§ Source passage
********
This morning, once the sprinklers turn off, the fairway is nearly devoid of motion of any kind. I see no birds, only an expanse of green grass interrupted by occasional gray patches of crushed seashells, the largest below five trees, four of them close together, the fifth a little way off. I don't know why the gravel needs to stretch so far to include the fifth tree or, for that matter, why the gravel is there at all when trees closer to the stream and to our condo complex have none. Six trees in another group aren't the same species as that group of five, but three widely spaced singles in line with that half dozen and a lone one like it are. Standing at the entrance to the lanai to check all this out I spot an isolated third quartet of trees, possibly a third species, clustered further into the course.

 

Gazing out of the lanai, I realize that each day I chiefly look for birds, as if nothing else would be visible in that landscape, but today I see all those trees. And, in my second autumn viewing them, I'm only now aware that, other than deciduous or coniferous, I don't know what kind of trees they are. Looking for any tree guides possibly stashed in a drawer or basket somewhere, I notice on the coffee table Finding the Mother Tree: Discovering the Wisdom of the Forest by Suzanne Simard, the book we finished reading aloud together last night. Perhaps it alerted me to the presence of the trees.

 

Simard chronicles her decades-long effort to understand relationships among forest trees, starting with studies of interchanges between Douglas firs and birches and the impact of clear-cutting and competitive logging practices on forest restoration, tree growth, and climate change. One of the richest elements of the book is her growing recognition of systems of communication in the natural communities that echo those in human communities, including personal dimensions of her own health. She makes us aware of the underground networks of interaction in neighboring root systems and brings readers to a deeper appreciation of the lives of trees. As she made clear in an earlier TED talk, available online, "Forests are not simply collections of trees, they're complex systems with hubs and networks that overlap and connect trees and allow them to communicate, and they provide avenues for feedback and adaptation, and this makes the forest resilient [. . .]" She changes the way we comprehend the life of forests.
********
§ Stored data
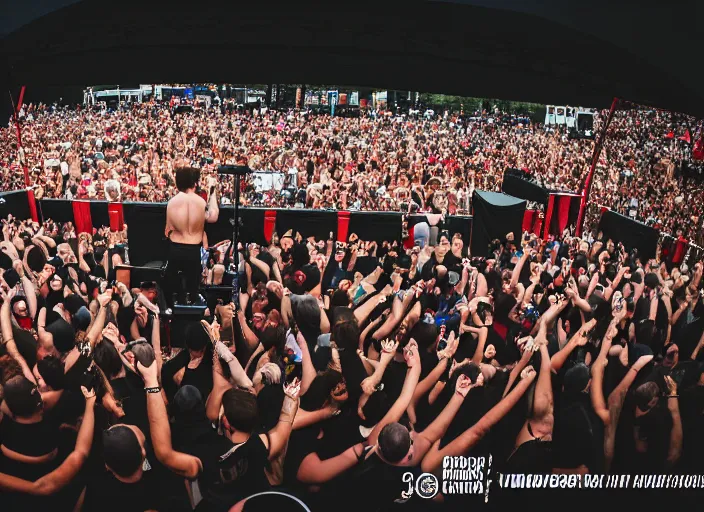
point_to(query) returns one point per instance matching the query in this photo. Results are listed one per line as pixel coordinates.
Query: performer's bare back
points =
(185, 218)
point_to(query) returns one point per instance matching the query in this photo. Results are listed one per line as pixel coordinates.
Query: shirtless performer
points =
(186, 215)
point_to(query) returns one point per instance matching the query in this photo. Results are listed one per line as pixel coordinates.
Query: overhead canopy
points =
(420, 46)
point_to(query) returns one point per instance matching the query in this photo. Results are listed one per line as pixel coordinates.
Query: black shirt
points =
(231, 471)
(106, 493)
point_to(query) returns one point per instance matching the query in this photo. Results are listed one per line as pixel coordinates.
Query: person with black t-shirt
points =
(227, 466)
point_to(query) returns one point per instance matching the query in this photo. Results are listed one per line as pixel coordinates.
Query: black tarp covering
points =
(251, 225)
(58, 210)
(15, 203)
(495, 215)
(145, 231)
(460, 224)
(514, 184)
(630, 233)
(376, 226)
(317, 223)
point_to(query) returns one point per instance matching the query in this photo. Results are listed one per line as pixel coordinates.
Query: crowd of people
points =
(375, 162)
(341, 368)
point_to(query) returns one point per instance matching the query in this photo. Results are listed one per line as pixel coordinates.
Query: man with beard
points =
(294, 254)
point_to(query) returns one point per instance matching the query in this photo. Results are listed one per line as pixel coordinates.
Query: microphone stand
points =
(235, 240)
(236, 171)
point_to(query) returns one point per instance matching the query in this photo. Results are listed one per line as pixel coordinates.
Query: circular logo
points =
(427, 486)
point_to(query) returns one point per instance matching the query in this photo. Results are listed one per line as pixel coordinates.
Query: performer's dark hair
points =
(185, 178)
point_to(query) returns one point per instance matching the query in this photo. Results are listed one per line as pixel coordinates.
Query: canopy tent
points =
(530, 58)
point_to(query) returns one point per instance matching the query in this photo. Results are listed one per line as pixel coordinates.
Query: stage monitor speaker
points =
(495, 215)
(180, 318)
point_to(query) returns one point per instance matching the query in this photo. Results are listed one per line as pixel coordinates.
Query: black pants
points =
(183, 271)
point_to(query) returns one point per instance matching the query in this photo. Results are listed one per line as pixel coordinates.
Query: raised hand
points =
(490, 352)
(369, 386)
(464, 384)
(527, 372)
(389, 346)
(410, 354)
(223, 352)
(88, 395)
(449, 351)
(671, 385)
(105, 298)
(292, 389)
(149, 374)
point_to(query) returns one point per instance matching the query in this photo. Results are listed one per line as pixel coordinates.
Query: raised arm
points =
(596, 389)
(30, 293)
(308, 369)
(578, 340)
(404, 399)
(675, 450)
(616, 400)
(69, 468)
(213, 209)
(363, 311)
(470, 437)
(277, 438)
(444, 358)
(96, 328)
(247, 333)
(481, 341)
(7, 336)
(315, 471)
(434, 432)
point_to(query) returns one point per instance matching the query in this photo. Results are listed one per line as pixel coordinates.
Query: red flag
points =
(698, 150)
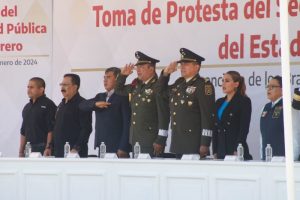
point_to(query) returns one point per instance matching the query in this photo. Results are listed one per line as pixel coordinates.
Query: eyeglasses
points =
(64, 84)
(271, 87)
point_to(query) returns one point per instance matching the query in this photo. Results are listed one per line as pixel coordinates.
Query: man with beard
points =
(72, 124)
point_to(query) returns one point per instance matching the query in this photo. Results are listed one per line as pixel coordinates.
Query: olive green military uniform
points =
(145, 108)
(191, 109)
(149, 111)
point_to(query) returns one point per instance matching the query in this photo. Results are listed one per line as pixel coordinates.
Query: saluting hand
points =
(102, 104)
(171, 68)
(127, 69)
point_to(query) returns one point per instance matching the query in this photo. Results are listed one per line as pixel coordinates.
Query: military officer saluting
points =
(149, 112)
(191, 101)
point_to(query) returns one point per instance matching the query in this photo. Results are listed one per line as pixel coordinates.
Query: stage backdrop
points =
(91, 35)
(25, 51)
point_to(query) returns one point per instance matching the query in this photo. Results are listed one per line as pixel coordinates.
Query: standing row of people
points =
(142, 111)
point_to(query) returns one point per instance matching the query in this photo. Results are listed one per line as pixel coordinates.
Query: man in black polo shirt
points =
(71, 124)
(38, 119)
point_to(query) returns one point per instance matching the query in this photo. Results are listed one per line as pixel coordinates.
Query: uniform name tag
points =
(190, 157)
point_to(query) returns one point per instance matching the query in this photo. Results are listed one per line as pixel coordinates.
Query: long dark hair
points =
(236, 77)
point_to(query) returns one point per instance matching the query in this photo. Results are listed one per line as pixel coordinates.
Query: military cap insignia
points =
(148, 91)
(208, 90)
(190, 89)
(276, 113)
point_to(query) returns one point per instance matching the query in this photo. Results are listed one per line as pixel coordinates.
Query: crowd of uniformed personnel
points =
(145, 110)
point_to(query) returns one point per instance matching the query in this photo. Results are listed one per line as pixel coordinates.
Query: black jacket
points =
(233, 127)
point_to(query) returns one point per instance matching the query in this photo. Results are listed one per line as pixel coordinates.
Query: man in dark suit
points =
(71, 124)
(112, 116)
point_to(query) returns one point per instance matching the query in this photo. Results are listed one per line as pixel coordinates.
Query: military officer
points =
(271, 119)
(149, 112)
(191, 102)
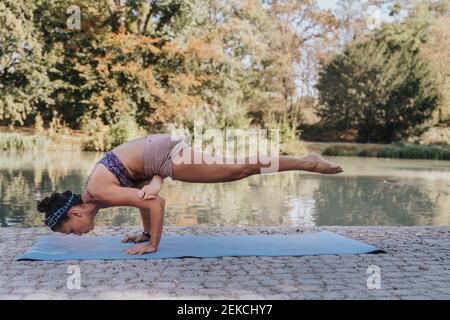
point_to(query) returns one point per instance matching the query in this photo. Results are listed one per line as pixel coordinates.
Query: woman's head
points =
(67, 213)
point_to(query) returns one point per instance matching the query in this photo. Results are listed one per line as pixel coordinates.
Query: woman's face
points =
(80, 219)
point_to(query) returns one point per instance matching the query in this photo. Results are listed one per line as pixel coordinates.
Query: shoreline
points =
(415, 266)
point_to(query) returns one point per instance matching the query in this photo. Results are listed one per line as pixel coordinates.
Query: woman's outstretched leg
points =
(222, 170)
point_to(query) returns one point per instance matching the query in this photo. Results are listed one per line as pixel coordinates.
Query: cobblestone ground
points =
(415, 267)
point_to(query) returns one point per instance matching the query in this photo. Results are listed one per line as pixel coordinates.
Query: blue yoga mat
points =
(110, 247)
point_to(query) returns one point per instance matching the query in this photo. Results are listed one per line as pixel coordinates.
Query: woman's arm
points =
(151, 190)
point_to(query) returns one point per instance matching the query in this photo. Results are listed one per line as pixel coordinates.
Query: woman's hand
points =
(149, 192)
(140, 249)
(135, 238)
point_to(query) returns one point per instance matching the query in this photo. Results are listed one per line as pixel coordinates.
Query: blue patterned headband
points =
(54, 217)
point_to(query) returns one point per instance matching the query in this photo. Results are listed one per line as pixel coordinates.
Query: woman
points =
(132, 175)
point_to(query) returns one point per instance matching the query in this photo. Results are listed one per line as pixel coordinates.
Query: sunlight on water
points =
(370, 192)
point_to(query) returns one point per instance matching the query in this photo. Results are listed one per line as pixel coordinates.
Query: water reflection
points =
(371, 192)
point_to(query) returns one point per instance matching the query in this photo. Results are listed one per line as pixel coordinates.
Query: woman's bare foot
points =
(315, 163)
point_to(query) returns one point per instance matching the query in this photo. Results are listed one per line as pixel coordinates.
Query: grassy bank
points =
(397, 150)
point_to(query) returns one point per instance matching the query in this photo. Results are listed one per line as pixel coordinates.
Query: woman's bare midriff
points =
(131, 154)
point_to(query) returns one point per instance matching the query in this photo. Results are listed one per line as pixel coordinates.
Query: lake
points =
(372, 191)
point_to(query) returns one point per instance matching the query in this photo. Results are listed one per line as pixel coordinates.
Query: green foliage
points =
(106, 138)
(13, 142)
(24, 83)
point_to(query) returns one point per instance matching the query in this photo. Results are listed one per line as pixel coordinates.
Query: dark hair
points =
(53, 203)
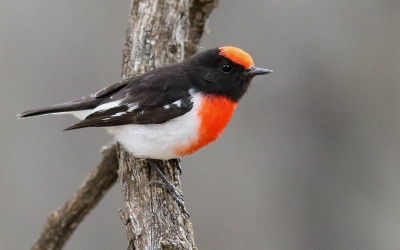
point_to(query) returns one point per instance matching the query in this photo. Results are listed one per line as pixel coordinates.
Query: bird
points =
(169, 112)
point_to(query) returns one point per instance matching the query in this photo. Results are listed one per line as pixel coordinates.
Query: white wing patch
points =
(118, 114)
(106, 106)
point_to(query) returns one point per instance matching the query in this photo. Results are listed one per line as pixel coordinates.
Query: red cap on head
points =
(237, 55)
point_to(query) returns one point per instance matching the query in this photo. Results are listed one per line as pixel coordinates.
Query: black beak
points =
(253, 71)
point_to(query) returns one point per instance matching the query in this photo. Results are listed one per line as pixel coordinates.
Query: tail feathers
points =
(78, 105)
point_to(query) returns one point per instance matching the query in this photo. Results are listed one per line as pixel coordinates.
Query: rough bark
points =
(61, 223)
(160, 32)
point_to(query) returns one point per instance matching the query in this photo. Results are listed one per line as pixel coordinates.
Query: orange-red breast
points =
(171, 111)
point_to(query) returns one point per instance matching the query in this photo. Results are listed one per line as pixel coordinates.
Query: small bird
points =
(171, 111)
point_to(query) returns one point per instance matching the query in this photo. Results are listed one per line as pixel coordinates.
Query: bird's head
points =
(225, 71)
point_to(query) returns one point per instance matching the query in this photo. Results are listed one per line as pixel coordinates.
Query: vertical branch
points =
(160, 32)
(62, 223)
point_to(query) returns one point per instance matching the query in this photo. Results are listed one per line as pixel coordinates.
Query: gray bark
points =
(160, 32)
********
§ Exercise requirements
1 - Retype the fairway passage word for word, starting at "This morning, once" and ending at "into the course.".
2 - Write the next few sentences of the fairway passage, picking up after its final sentence.
None of the entries are needed here.

§ Task-by-task outputs
1 -
This morning, once the sprinklers turn off, the fairway is nearly devoid of motion of any kind. I see no birds, only an expanse of green grass interrupted by occasional gray patches of crushed seashells, the largest below five trees, four of them close together, the fifth a little way off. I don't know why the gravel needs to stretch so far to include the fifth tree or, for that matter, why the gravel is there at all when trees closer to the stream and to our condo complex have none. Six trees in another group aren't the same species as that group of five, but three widely spaced singles in line with that half dozen and a lone one like it are. Standing at the entrance to the lanai to check all this out I spot an isolated third quartet of trees, possibly a third species, clustered further into the course.

2 -
 

I'm not seeing a forest beyond my lanai, only intermittent small groups or starkly single trees. Virtually none have any plant growth around them where a golf ball might disappear, and that conifer cluster's brown ground cover likely is an accumulation of fallen needles. Only those few groups of trees are likely to be interlinked underground. Given the sand or seashells beneath them, the trees in bunkers may not be able to communicate with each other, let alone other species. All that relentless sprinkling, even in the midst of rain, is principally for the benefit of the grass on the fairways and greens; nurturing the trees is more of a necessary collateral effort—dead trees don't make an inviting golf course.

 

The course posts videos showing what fairways looked like stripped of grass, how uniformly green they'll be when the restoration is over. The abundance of powerful sprinklers suggests a vast network of pipes and hoses under the replaced grasses. I wonder what kind of soil subsurface there is for roots to reach.

 

After reading Simard I'm not just more attentive to the trees—I'm feeling a great deal of sympathy for them. At least when the golfers come back, the club will be sure to keep the isolated trees alive.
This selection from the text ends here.